> Aim of the exercise
Pick out every line in the material below that contains the word "ceiling" and copy each one. Letter case must match.

##### Records shown

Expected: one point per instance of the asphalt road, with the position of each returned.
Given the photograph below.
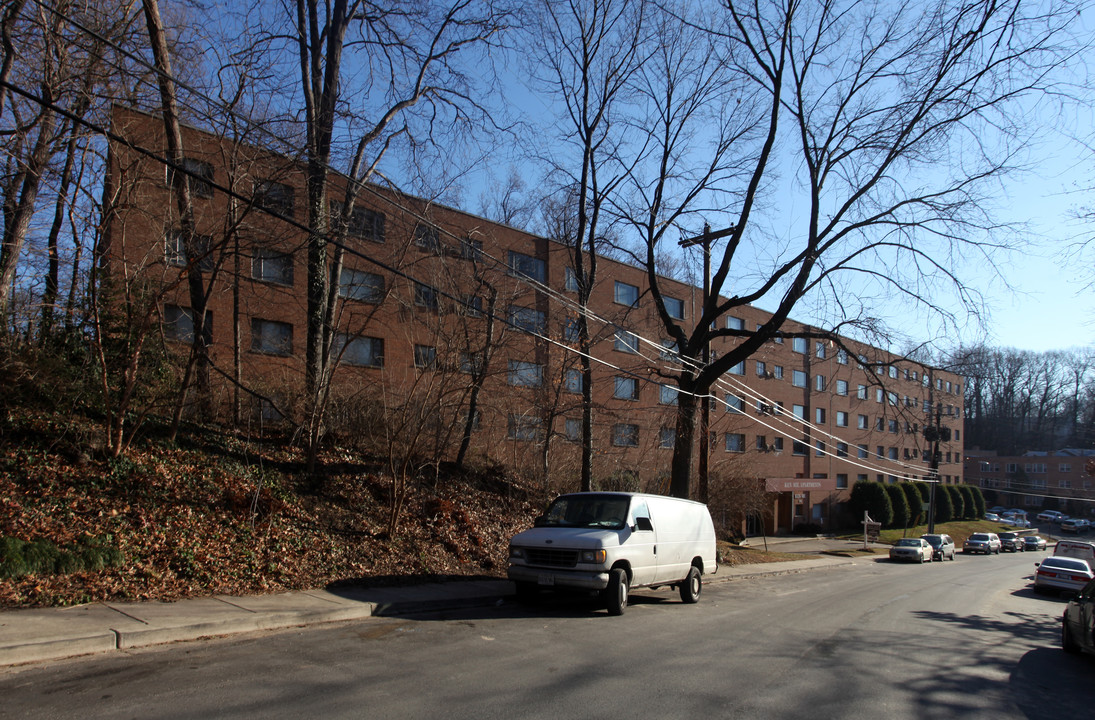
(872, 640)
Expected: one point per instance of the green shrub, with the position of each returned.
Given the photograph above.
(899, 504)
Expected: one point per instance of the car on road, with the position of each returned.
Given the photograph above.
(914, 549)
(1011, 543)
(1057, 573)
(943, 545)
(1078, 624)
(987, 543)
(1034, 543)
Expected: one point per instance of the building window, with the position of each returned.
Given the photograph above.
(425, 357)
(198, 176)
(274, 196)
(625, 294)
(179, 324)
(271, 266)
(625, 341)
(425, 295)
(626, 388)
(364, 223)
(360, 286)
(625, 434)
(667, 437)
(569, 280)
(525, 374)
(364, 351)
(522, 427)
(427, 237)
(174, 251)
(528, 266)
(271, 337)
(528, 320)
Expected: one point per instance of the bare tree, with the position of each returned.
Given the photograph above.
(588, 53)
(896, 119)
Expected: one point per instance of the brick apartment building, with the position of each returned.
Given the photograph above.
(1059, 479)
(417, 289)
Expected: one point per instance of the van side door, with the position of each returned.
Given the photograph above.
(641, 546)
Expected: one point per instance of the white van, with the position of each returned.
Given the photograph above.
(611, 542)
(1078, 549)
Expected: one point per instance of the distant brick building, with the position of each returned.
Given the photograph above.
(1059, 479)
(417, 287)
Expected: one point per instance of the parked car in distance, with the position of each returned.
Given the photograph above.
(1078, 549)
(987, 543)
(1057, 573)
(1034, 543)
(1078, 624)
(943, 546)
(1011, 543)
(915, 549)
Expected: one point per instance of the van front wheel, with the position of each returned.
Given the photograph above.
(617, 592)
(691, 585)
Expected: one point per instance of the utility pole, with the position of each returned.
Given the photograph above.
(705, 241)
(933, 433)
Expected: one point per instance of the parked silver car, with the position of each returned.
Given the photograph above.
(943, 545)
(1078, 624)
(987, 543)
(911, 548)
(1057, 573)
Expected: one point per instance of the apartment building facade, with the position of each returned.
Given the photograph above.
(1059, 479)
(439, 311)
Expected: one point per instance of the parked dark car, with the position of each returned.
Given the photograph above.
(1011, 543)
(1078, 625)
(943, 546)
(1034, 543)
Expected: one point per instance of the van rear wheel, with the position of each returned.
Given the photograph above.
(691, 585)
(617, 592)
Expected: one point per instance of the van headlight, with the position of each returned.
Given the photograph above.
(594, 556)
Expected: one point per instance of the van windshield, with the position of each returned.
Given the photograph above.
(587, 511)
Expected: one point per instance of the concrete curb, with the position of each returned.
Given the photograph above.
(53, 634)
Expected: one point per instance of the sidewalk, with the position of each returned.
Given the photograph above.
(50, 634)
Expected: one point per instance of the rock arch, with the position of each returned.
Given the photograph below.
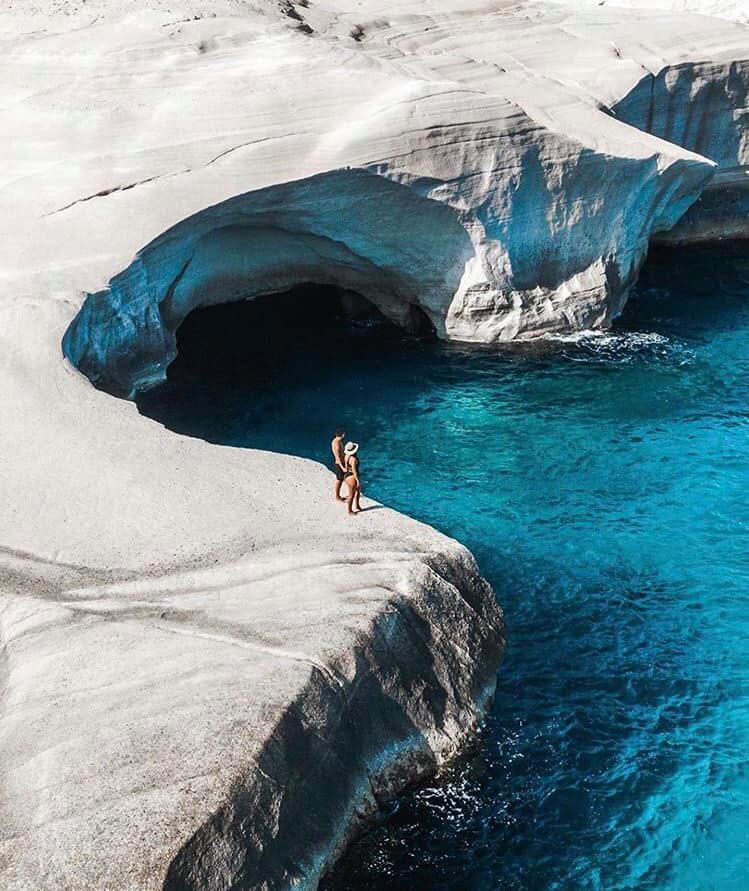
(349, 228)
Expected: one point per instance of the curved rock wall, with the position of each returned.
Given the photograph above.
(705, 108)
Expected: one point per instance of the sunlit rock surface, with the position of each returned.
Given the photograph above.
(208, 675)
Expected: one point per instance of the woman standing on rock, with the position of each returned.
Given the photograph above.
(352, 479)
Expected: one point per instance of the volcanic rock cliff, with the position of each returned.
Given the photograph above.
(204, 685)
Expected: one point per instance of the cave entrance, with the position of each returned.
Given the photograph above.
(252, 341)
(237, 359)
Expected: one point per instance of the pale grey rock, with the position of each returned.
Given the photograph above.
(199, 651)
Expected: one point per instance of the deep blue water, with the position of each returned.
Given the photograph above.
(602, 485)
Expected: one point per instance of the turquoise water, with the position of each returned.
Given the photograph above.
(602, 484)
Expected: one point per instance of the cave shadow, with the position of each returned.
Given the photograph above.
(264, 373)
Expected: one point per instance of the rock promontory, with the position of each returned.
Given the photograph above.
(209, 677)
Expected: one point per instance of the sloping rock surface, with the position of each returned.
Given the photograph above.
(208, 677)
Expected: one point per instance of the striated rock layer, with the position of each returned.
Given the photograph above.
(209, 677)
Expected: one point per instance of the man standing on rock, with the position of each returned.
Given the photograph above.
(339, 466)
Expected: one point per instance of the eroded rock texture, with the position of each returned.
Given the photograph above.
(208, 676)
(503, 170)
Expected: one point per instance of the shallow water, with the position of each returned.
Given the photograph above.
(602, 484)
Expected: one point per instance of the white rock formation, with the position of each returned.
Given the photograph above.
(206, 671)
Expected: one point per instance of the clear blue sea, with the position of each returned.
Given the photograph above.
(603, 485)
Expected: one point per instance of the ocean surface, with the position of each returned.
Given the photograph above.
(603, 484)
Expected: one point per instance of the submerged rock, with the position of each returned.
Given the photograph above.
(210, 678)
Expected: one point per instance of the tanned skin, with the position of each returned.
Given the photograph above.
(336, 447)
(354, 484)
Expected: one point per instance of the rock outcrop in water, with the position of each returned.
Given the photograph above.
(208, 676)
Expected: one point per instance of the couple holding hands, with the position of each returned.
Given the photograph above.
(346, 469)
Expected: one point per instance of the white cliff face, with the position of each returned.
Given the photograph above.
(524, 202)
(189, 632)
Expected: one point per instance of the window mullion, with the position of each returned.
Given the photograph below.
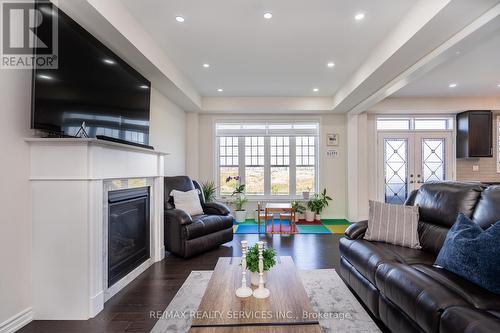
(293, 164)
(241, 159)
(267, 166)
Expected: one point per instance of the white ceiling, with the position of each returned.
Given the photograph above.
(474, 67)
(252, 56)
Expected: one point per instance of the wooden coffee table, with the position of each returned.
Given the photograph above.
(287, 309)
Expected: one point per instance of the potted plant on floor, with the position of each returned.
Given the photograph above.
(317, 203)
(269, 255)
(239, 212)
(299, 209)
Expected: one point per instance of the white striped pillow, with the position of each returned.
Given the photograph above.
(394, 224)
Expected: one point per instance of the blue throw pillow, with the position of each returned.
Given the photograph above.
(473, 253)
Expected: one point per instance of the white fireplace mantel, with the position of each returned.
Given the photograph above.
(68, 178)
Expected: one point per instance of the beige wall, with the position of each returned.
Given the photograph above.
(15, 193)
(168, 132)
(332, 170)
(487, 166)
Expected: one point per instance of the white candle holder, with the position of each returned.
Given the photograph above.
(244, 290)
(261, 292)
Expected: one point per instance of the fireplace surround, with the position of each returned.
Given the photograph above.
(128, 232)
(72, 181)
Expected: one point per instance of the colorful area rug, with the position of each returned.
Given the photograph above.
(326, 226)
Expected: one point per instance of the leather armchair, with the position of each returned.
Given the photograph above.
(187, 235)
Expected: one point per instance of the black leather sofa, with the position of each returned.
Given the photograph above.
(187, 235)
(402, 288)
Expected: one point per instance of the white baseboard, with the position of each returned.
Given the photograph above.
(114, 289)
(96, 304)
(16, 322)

##########
##### Records shown

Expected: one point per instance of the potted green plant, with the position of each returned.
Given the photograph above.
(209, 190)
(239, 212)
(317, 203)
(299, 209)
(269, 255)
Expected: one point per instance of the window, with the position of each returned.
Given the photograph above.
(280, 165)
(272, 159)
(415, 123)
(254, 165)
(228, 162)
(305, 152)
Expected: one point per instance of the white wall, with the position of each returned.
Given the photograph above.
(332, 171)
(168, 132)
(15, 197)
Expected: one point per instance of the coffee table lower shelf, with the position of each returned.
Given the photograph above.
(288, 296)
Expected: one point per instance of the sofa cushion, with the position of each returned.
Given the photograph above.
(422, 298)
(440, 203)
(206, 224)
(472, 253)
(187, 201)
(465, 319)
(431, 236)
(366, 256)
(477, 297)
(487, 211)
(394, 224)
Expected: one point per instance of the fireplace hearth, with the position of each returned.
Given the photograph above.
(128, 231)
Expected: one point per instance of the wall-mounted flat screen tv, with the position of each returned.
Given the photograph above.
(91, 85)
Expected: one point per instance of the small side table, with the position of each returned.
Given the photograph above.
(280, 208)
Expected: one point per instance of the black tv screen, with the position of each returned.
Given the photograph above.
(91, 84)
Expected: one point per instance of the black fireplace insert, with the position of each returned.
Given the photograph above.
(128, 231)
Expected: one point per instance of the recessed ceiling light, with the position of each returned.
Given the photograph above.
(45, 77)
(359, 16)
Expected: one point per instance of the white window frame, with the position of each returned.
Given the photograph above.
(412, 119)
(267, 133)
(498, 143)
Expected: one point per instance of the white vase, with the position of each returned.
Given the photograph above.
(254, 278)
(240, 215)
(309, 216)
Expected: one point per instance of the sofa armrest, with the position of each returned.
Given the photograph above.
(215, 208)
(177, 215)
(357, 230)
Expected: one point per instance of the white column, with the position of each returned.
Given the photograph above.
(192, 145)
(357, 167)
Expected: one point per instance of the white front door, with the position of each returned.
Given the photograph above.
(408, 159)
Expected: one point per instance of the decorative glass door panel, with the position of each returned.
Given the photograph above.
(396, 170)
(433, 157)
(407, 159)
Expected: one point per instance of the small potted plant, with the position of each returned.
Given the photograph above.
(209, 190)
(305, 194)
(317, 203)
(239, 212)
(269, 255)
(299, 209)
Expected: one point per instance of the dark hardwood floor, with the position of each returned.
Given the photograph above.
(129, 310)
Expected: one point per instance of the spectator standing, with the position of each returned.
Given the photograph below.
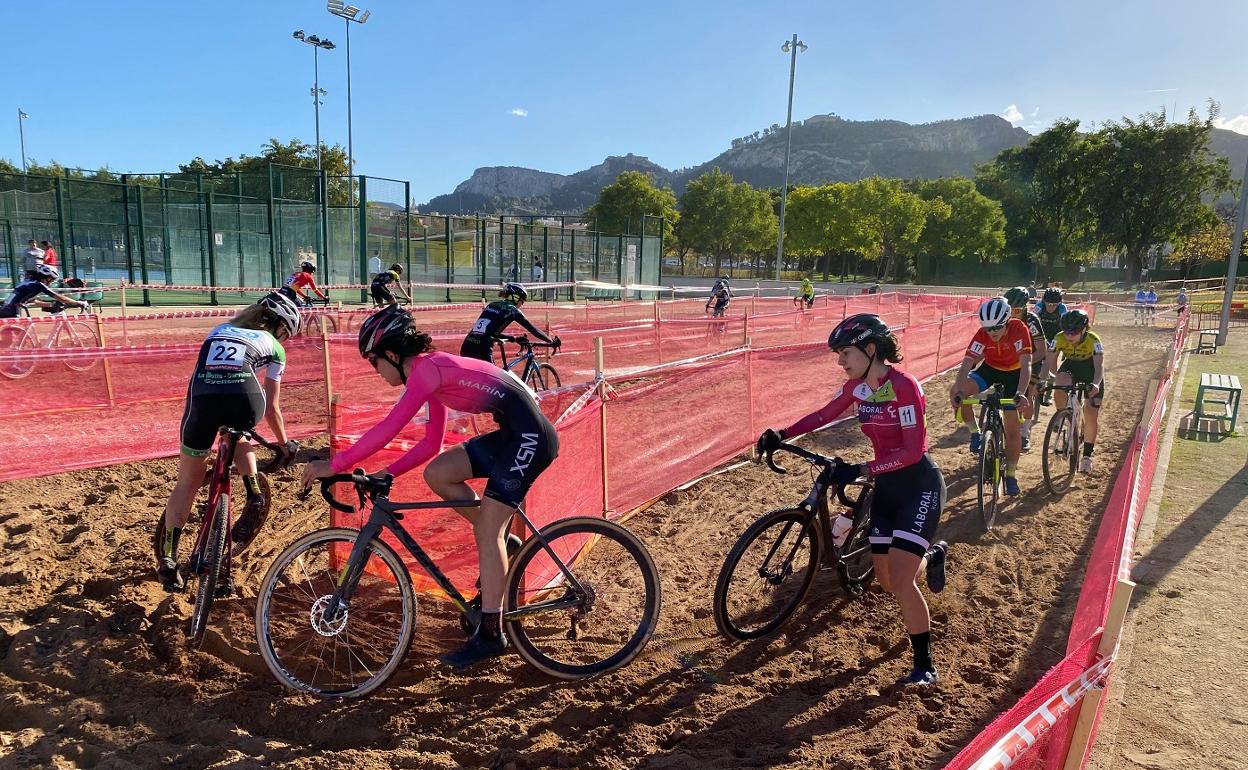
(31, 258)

##########

> Finished exercise
Expected: one point per instance of the white ceiling, with the position of each returned.
Expected: one point per instance of the recessed ceiling light, with the position of each returned.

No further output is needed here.